### Stored data entries
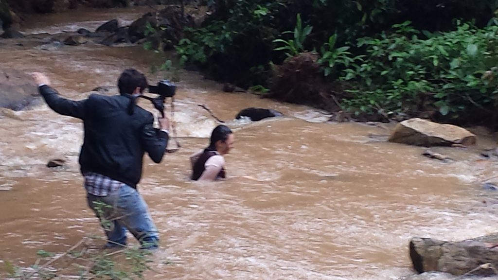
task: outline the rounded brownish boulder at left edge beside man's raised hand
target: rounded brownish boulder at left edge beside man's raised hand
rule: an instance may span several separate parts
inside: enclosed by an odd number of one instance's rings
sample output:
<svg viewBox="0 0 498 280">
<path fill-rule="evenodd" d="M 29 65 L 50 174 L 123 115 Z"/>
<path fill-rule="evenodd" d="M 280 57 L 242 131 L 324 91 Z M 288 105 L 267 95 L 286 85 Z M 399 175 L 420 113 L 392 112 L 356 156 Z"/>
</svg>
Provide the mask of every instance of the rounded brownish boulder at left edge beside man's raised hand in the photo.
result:
<svg viewBox="0 0 498 280">
<path fill-rule="evenodd" d="M 26 73 L 0 69 L 0 107 L 21 110 L 38 96 L 38 88 Z"/>
</svg>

### WORK INSTRUCTION
Copy out every line from the data above in which the word "instance" occurs.

### SOLUTION TO THIS PROBLEM
rule: an instance may span several separate parts
inside: enclosed by an odd number of one instance's rings
Provide the mask of every instance of the rounded brownish boulder at left edge beside man's raised hand in the photo.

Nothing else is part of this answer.